> Given task
Copy out all the entries exactly.

[BEGIN Provided information]

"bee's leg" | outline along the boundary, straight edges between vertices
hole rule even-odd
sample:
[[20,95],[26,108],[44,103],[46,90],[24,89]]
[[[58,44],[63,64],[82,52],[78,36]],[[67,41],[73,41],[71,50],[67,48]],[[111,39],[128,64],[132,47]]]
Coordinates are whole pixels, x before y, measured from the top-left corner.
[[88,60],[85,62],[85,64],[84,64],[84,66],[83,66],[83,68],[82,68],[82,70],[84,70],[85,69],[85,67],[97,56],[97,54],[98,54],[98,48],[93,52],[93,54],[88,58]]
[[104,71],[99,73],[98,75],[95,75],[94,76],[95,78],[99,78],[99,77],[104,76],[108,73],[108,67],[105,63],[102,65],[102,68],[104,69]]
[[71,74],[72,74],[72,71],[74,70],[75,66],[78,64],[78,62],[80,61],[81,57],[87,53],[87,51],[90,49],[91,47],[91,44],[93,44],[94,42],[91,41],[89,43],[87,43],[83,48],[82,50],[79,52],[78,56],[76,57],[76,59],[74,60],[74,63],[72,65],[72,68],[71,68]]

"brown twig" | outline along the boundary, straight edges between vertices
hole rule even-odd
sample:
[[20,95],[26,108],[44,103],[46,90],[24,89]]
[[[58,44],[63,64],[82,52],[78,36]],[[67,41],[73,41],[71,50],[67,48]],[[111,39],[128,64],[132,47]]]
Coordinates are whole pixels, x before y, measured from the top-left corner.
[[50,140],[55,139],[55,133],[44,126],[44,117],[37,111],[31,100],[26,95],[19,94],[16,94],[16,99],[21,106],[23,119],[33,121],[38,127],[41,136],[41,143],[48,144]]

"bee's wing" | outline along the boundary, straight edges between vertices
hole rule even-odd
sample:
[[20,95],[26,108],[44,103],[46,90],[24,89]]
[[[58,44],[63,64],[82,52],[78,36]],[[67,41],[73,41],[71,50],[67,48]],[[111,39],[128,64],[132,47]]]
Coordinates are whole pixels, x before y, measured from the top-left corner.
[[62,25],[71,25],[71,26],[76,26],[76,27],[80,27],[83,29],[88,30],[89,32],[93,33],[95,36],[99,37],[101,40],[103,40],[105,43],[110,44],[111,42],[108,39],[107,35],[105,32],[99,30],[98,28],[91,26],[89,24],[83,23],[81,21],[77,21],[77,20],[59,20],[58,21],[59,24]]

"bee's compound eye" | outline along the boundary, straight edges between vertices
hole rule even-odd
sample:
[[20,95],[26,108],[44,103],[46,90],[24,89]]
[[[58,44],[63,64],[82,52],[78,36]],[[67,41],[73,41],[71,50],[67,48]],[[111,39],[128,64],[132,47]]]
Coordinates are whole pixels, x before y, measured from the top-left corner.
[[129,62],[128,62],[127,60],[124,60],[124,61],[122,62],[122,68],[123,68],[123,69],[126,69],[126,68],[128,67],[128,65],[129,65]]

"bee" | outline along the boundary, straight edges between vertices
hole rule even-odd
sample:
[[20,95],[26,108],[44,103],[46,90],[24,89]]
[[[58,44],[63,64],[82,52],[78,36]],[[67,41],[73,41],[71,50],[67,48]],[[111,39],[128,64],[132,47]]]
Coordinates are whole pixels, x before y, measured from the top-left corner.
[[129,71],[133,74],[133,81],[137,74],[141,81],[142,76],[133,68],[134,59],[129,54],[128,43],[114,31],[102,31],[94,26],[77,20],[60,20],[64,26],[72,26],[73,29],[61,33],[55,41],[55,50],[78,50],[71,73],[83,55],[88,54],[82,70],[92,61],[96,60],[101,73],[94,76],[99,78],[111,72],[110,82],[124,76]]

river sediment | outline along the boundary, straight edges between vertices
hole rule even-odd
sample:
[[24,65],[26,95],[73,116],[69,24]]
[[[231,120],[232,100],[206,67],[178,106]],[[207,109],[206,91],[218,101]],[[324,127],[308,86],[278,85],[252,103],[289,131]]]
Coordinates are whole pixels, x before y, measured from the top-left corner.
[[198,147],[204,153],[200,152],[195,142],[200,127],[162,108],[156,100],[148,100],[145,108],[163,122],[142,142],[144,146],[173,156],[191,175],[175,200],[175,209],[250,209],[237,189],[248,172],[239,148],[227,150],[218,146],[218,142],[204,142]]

[END Provided information]

> Worked answer
"bee's leg" | outline along the boundary, straight edges between vertices
hole rule even-odd
sample:
[[20,95],[26,108],[44,103],[46,90],[24,89]]
[[[58,44],[63,64],[82,52],[78,36]],[[67,41],[73,41],[71,50],[67,48]],[[111,39],[128,64],[132,47]]]
Coordinates are whole pixels, x before y, measured from the top-left corner.
[[88,60],[85,62],[85,64],[84,64],[84,66],[83,66],[83,68],[82,68],[82,70],[84,70],[85,69],[85,67],[97,56],[97,54],[98,54],[98,48],[93,52],[93,54],[88,58]]
[[104,71],[99,73],[98,75],[95,75],[94,76],[95,78],[99,78],[99,77],[104,76],[108,73],[108,67],[105,63],[102,65],[102,68],[104,69]]
[[71,74],[72,74],[72,71],[74,70],[75,66],[78,64],[78,62],[80,61],[81,57],[87,53],[87,51],[90,49],[91,47],[91,44],[93,44],[94,42],[91,41],[89,43],[87,43],[83,48],[82,50],[79,52],[78,56],[76,57],[76,59],[74,60],[74,63],[72,65],[72,68],[71,68]]

"brown twig" | outline along the boundary, straight edges between vertices
hole rule even-odd
sample:
[[20,95],[26,108],[44,103],[46,90],[24,89]]
[[[58,44],[63,64],[82,52],[78,36]],[[67,41],[73,41],[71,50],[67,48]],[[111,39],[128,64],[132,47]]]
Coordinates are whole pixels, x before y, measured from the top-left corner.
[[50,140],[55,139],[55,133],[44,126],[44,117],[37,111],[31,100],[26,95],[19,94],[16,94],[16,99],[21,106],[23,119],[33,121],[38,127],[41,136],[41,143],[48,144]]

"bee's wing" | outline along the boundary, straight edges between vertices
hole rule even-odd
sample:
[[20,95],[26,108],[44,103],[46,90],[24,89]]
[[[58,44],[63,64],[82,52],[78,36]],[[67,41],[73,41],[71,50],[67,48]],[[111,39],[128,64],[132,47]]]
Coordinates are whole pixels, x before y, measured from the top-left corner.
[[62,25],[71,25],[71,26],[76,26],[76,27],[80,27],[83,29],[88,30],[89,32],[93,33],[95,36],[99,37],[101,40],[103,40],[105,43],[110,44],[111,42],[108,39],[107,35],[105,32],[99,30],[98,28],[91,26],[89,24],[83,23],[81,21],[77,21],[77,20],[59,20],[58,21],[59,24]]

"bee's compound eye" | outline along the boundary, straight edges between vertices
hole rule even-odd
sample:
[[20,95],[26,108],[44,103],[46,90],[24,89]]
[[[58,44],[63,64],[82,52],[78,36]],[[67,41],[73,41],[71,50],[67,48]],[[111,39],[128,64],[132,47]]]
Coordinates are whole pixels, x before y, measured from the top-left corner.
[[129,62],[128,62],[127,60],[124,60],[124,61],[122,62],[122,68],[123,68],[123,69],[126,69],[126,68],[128,67],[128,65],[129,65]]

"bee" | outline along the boundary, straight edges between vertices
hole rule even-odd
sample:
[[20,95],[26,108],[44,103],[46,90],[24,89]]
[[[58,44],[63,64],[82,52],[78,36]],[[67,41],[73,41],[71,50],[67,48]],[[111,39],[128,64],[132,47]]]
Coordinates are whole pixels, x before y, measured from the top-left corner.
[[129,71],[133,74],[133,81],[137,74],[141,81],[142,76],[133,68],[134,59],[129,54],[128,43],[114,31],[102,31],[94,26],[77,20],[60,20],[64,26],[72,26],[73,29],[61,33],[55,41],[55,50],[78,50],[71,73],[83,55],[88,54],[82,70],[92,61],[96,60],[101,73],[94,76],[99,78],[111,72],[110,82],[124,76]]

river sediment | outline along the boundary, straight edges between vertices
hole rule even-odd
sample:
[[24,65],[26,95],[73,116],[69,24]]
[[[231,120],[232,100],[206,67],[178,106]],[[207,109],[206,91],[218,101]],[[324,127],[308,86],[278,85],[252,103],[289,131]]]
Coordinates are whole pixels, x before y, measured from the top-left corner.
[[198,147],[204,153],[200,152],[195,142],[200,127],[162,108],[156,100],[148,100],[145,108],[163,122],[142,142],[144,146],[173,156],[191,175],[175,200],[175,209],[250,209],[237,189],[248,172],[239,148],[227,150],[218,146],[218,142],[204,142]]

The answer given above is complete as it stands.